Images for object localization ->
━━━━━━━━

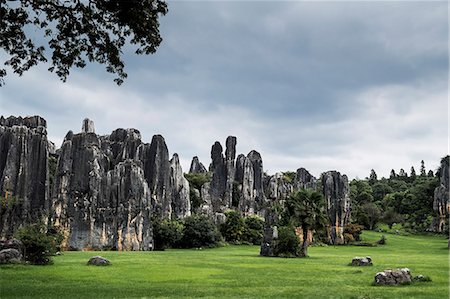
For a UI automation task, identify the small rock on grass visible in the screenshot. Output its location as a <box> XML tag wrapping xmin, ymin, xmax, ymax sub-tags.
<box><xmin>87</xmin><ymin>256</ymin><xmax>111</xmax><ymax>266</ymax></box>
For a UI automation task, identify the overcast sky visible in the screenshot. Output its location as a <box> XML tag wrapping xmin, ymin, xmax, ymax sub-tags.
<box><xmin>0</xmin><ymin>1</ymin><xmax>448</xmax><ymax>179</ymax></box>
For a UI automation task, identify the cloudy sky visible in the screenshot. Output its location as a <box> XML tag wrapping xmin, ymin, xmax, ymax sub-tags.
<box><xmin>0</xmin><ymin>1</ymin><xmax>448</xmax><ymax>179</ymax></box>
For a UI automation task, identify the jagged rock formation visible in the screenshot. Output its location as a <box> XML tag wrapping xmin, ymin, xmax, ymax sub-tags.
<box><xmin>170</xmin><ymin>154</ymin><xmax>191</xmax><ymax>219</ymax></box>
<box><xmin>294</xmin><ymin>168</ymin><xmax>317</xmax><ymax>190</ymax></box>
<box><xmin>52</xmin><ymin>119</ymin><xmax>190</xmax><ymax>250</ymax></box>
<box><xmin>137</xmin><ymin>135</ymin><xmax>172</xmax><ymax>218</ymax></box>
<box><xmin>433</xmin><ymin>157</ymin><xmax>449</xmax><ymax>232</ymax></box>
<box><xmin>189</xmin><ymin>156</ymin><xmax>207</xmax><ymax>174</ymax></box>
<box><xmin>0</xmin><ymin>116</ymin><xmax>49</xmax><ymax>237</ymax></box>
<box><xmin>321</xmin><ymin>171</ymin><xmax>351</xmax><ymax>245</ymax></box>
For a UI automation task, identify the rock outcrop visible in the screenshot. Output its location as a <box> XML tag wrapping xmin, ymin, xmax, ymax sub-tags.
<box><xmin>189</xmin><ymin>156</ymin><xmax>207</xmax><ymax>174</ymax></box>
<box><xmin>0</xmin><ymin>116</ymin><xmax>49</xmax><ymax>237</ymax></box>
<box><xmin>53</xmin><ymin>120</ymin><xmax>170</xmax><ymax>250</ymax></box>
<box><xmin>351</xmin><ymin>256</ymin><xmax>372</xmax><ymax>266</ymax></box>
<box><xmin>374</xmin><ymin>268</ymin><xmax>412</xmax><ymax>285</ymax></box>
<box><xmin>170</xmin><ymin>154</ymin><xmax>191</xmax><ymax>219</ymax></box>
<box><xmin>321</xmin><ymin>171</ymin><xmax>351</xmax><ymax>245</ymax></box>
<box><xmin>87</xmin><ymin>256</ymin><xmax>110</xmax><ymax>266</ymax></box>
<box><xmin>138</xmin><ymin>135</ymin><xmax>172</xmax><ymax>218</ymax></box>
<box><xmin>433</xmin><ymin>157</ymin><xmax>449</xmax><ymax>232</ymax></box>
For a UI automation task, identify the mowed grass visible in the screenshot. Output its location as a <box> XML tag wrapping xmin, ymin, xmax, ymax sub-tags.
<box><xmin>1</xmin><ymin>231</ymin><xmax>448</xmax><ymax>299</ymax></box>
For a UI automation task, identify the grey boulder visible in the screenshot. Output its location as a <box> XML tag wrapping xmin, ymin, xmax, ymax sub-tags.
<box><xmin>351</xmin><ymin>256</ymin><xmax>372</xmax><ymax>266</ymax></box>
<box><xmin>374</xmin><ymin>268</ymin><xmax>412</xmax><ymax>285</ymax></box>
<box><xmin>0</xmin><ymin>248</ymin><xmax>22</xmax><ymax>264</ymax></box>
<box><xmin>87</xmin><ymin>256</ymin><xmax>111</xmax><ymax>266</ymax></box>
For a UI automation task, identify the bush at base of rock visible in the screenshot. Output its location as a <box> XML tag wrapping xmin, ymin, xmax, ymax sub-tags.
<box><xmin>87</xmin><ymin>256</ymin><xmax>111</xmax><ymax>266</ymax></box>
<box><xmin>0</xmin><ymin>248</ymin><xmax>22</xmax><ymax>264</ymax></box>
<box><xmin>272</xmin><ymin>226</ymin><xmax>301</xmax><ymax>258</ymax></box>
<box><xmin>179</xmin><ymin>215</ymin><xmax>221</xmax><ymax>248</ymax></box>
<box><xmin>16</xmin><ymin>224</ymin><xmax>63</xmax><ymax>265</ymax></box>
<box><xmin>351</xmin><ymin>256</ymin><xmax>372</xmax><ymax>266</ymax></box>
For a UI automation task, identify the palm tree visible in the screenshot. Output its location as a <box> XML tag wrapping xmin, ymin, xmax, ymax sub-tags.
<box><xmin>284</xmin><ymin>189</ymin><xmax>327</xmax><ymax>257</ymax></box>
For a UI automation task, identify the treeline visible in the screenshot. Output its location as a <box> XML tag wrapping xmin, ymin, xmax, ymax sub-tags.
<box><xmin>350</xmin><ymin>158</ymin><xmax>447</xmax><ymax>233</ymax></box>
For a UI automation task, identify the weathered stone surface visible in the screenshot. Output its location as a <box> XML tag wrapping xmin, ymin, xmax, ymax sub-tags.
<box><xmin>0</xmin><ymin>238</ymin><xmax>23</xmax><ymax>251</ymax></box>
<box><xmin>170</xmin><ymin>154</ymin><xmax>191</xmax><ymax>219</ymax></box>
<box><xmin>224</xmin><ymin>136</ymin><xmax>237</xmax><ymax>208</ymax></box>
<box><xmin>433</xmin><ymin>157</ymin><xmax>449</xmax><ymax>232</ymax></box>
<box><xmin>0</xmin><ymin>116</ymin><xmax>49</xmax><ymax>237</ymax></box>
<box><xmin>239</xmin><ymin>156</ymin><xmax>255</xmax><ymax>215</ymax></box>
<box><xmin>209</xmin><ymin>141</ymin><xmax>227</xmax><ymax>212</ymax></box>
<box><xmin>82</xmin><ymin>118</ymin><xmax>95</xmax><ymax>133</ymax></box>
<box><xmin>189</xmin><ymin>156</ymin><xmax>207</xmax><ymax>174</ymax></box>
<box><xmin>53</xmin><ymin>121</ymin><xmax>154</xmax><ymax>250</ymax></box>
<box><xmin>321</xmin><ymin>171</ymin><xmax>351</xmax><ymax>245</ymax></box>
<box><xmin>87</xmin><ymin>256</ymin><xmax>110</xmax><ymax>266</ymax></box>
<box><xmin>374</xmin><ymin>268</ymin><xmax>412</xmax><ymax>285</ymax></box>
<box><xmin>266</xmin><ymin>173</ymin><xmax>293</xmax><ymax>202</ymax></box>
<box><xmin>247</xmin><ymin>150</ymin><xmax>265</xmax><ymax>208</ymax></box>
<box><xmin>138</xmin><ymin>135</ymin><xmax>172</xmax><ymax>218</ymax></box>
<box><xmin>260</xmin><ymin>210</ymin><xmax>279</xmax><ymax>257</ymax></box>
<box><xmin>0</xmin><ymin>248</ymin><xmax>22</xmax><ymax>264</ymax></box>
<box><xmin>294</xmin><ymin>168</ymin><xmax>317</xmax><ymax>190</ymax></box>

━━━━━━━━

WHAT YOU WILL DO ->
What the answer needs is every record above, exactly as written, and no pictures.

RESPONSE BELOW ->
For a UI automation task, identify the small rock on grass visible in the screenshot. Output its location as a <box> XML tag wrapping xmin, ymin, xmax, ymax sub-tags.
<box><xmin>87</xmin><ymin>256</ymin><xmax>111</xmax><ymax>266</ymax></box>
For a UI automation task, identify the overcast sky visible in the screenshot. Output its location as a <box> XML tag wrapping xmin, ymin, xmax, ymax sub-tags.
<box><xmin>0</xmin><ymin>1</ymin><xmax>448</xmax><ymax>179</ymax></box>
For a UI automation task, identify the cloudy sky visible in the screenshot. Output its location as a <box> XML tag wrapping xmin, ymin, xmax, ymax sub-tags.
<box><xmin>0</xmin><ymin>1</ymin><xmax>448</xmax><ymax>179</ymax></box>
For a UI automation task, identify the jagged rock formation visible in the screenshot. Output its location as a <box> XML tag wrapping xmin, ymin, xmax, ymax sub-tags.
<box><xmin>170</xmin><ymin>154</ymin><xmax>191</xmax><ymax>219</ymax></box>
<box><xmin>294</xmin><ymin>168</ymin><xmax>317</xmax><ymax>190</ymax></box>
<box><xmin>52</xmin><ymin>119</ymin><xmax>190</xmax><ymax>250</ymax></box>
<box><xmin>137</xmin><ymin>135</ymin><xmax>172</xmax><ymax>218</ymax></box>
<box><xmin>433</xmin><ymin>157</ymin><xmax>449</xmax><ymax>232</ymax></box>
<box><xmin>189</xmin><ymin>156</ymin><xmax>207</xmax><ymax>174</ymax></box>
<box><xmin>0</xmin><ymin>116</ymin><xmax>49</xmax><ymax>237</ymax></box>
<box><xmin>321</xmin><ymin>171</ymin><xmax>351</xmax><ymax>245</ymax></box>
For a UI automation task, identify the rock outcrop visible in the screenshot. Output its location as a <box> XML tag wrapping xmin, ymin, xmax, ymax sub-tags.
<box><xmin>189</xmin><ymin>156</ymin><xmax>207</xmax><ymax>174</ymax></box>
<box><xmin>0</xmin><ymin>116</ymin><xmax>49</xmax><ymax>237</ymax></box>
<box><xmin>53</xmin><ymin>120</ymin><xmax>170</xmax><ymax>250</ymax></box>
<box><xmin>351</xmin><ymin>256</ymin><xmax>372</xmax><ymax>266</ymax></box>
<box><xmin>374</xmin><ymin>268</ymin><xmax>412</xmax><ymax>285</ymax></box>
<box><xmin>170</xmin><ymin>154</ymin><xmax>191</xmax><ymax>219</ymax></box>
<box><xmin>321</xmin><ymin>171</ymin><xmax>351</xmax><ymax>245</ymax></box>
<box><xmin>87</xmin><ymin>256</ymin><xmax>110</xmax><ymax>266</ymax></box>
<box><xmin>138</xmin><ymin>135</ymin><xmax>172</xmax><ymax>218</ymax></box>
<box><xmin>433</xmin><ymin>157</ymin><xmax>449</xmax><ymax>232</ymax></box>
For a UI automation task, identify the mowed grass visible in the screenshot. Output its location as a <box> XML tag wrapping xmin, ymin, xmax, ymax sub-tags.
<box><xmin>1</xmin><ymin>231</ymin><xmax>448</xmax><ymax>299</ymax></box>
For a UI automation task, identify the grey boulder visible in the screenshot. Output its location as a <box> XML tag wrapping xmin, ymin, xmax, ymax sub-tags.
<box><xmin>351</xmin><ymin>256</ymin><xmax>372</xmax><ymax>266</ymax></box>
<box><xmin>374</xmin><ymin>268</ymin><xmax>412</xmax><ymax>285</ymax></box>
<box><xmin>0</xmin><ymin>248</ymin><xmax>22</xmax><ymax>264</ymax></box>
<box><xmin>87</xmin><ymin>256</ymin><xmax>111</xmax><ymax>266</ymax></box>
For a UI automation task, identify the bush at base of rock visible in the screenshot. Output its location as a <box> XML tag wrapping xmin, ymin, xmax, ymax sub-tags.
<box><xmin>87</xmin><ymin>256</ymin><xmax>111</xmax><ymax>266</ymax></box>
<box><xmin>0</xmin><ymin>248</ymin><xmax>22</xmax><ymax>264</ymax></box>
<box><xmin>272</xmin><ymin>226</ymin><xmax>301</xmax><ymax>258</ymax></box>
<box><xmin>179</xmin><ymin>215</ymin><xmax>221</xmax><ymax>248</ymax></box>
<box><xmin>16</xmin><ymin>224</ymin><xmax>63</xmax><ymax>265</ymax></box>
<box><xmin>351</xmin><ymin>256</ymin><xmax>372</xmax><ymax>266</ymax></box>
For a UI automation task, identify the palm tree visible in the screenshot. Output its location as a <box> XML tag wrapping xmin, ymin, xmax, ymax sub-tags.
<box><xmin>284</xmin><ymin>189</ymin><xmax>327</xmax><ymax>257</ymax></box>
For a UI automation task, identify the treeline visible in the screenshot. Output its location as a <box> XML tag wrapping xmin, ymin, xmax, ymax sub-tags.
<box><xmin>350</xmin><ymin>158</ymin><xmax>447</xmax><ymax>233</ymax></box>
For a UI automation task, identify the weathered stone surface visible in the screenshot. Output its location as a <box> XML tag wrapping xmin, ymin, xmax, ymax sub-tags.
<box><xmin>0</xmin><ymin>238</ymin><xmax>23</xmax><ymax>251</ymax></box>
<box><xmin>170</xmin><ymin>154</ymin><xmax>191</xmax><ymax>219</ymax></box>
<box><xmin>224</xmin><ymin>136</ymin><xmax>237</xmax><ymax>208</ymax></box>
<box><xmin>433</xmin><ymin>157</ymin><xmax>449</xmax><ymax>232</ymax></box>
<box><xmin>0</xmin><ymin>116</ymin><xmax>49</xmax><ymax>237</ymax></box>
<box><xmin>239</xmin><ymin>156</ymin><xmax>255</xmax><ymax>215</ymax></box>
<box><xmin>209</xmin><ymin>141</ymin><xmax>227</xmax><ymax>212</ymax></box>
<box><xmin>82</xmin><ymin>118</ymin><xmax>95</xmax><ymax>133</ymax></box>
<box><xmin>189</xmin><ymin>156</ymin><xmax>207</xmax><ymax>174</ymax></box>
<box><xmin>53</xmin><ymin>121</ymin><xmax>154</xmax><ymax>250</ymax></box>
<box><xmin>321</xmin><ymin>171</ymin><xmax>351</xmax><ymax>245</ymax></box>
<box><xmin>87</xmin><ymin>256</ymin><xmax>110</xmax><ymax>266</ymax></box>
<box><xmin>374</xmin><ymin>268</ymin><xmax>412</xmax><ymax>285</ymax></box>
<box><xmin>266</xmin><ymin>173</ymin><xmax>293</xmax><ymax>202</ymax></box>
<box><xmin>247</xmin><ymin>150</ymin><xmax>265</xmax><ymax>208</ymax></box>
<box><xmin>138</xmin><ymin>135</ymin><xmax>172</xmax><ymax>218</ymax></box>
<box><xmin>260</xmin><ymin>210</ymin><xmax>279</xmax><ymax>257</ymax></box>
<box><xmin>0</xmin><ymin>248</ymin><xmax>22</xmax><ymax>264</ymax></box>
<box><xmin>294</xmin><ymin>168</ymin><xmax>317</xmax><ymax>190</ymax></box>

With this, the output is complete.